Problem requirements:
Show each line of the rows below that contains the word "cake". Case counts.

Records of labeled boxes:
• • • •
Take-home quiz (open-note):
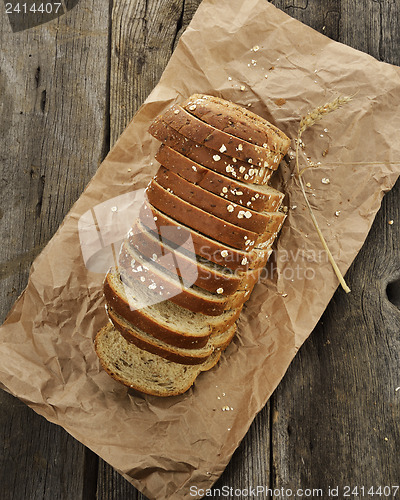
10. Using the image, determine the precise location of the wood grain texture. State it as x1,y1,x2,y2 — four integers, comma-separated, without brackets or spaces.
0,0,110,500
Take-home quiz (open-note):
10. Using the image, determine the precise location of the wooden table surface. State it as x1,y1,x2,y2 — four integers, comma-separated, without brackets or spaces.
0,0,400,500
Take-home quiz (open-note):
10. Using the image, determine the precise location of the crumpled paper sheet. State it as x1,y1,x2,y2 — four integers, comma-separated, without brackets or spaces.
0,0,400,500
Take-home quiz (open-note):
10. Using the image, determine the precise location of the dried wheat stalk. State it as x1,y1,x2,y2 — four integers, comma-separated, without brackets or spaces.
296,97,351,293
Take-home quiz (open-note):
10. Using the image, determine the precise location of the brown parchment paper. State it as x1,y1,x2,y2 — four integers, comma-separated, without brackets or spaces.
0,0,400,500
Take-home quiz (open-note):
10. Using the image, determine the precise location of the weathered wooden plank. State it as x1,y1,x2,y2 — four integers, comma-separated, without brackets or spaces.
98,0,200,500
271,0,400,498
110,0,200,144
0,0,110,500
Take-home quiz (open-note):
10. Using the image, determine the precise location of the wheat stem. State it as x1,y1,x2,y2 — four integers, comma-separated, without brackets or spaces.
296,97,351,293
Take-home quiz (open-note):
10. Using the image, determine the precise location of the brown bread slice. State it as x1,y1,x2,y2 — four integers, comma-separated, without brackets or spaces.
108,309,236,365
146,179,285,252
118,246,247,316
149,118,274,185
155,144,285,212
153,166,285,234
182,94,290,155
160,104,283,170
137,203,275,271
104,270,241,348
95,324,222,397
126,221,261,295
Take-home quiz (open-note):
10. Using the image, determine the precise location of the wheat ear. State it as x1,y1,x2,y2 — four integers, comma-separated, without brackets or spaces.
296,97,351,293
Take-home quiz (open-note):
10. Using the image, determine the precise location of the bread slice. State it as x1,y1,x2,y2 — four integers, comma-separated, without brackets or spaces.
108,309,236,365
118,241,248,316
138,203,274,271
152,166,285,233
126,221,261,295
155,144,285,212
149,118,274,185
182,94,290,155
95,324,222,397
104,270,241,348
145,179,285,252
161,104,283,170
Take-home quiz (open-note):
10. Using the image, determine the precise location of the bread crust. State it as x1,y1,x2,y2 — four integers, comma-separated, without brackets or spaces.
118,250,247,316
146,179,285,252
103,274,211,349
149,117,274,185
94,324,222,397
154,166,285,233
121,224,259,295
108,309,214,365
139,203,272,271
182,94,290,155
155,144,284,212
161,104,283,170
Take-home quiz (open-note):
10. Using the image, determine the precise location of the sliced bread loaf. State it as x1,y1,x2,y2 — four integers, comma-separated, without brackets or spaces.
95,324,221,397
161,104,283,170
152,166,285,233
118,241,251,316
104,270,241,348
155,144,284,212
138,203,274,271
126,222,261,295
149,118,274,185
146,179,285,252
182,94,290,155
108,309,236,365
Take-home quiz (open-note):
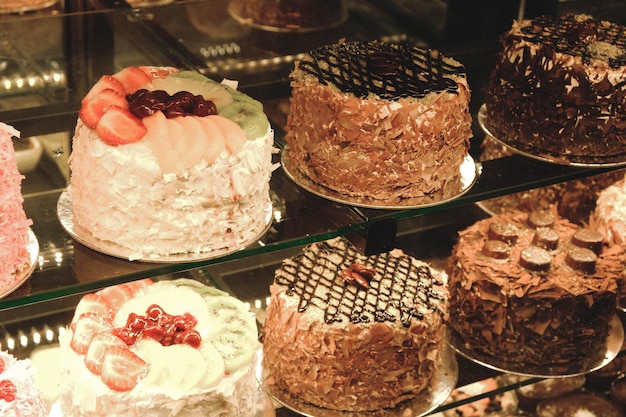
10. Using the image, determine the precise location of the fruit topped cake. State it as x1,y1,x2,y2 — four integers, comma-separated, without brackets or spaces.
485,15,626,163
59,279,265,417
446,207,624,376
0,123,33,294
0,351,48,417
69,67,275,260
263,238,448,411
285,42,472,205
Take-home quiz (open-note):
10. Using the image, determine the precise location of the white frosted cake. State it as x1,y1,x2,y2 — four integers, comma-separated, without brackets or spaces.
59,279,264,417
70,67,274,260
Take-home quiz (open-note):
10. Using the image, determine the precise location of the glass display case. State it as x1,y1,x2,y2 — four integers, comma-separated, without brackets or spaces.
• • • •
Solution to the problem:
10. Using the image, determine the precise location of the fruit topped cake. State it as x1,y1,x2,y2 — four integers, comma-separated, without brackets or spaces.
10. Using the image, determine the precise location of the white frosted cake. State it as x1,y1,x2,y2 — four integers, comma-separated, without brackets or spaces.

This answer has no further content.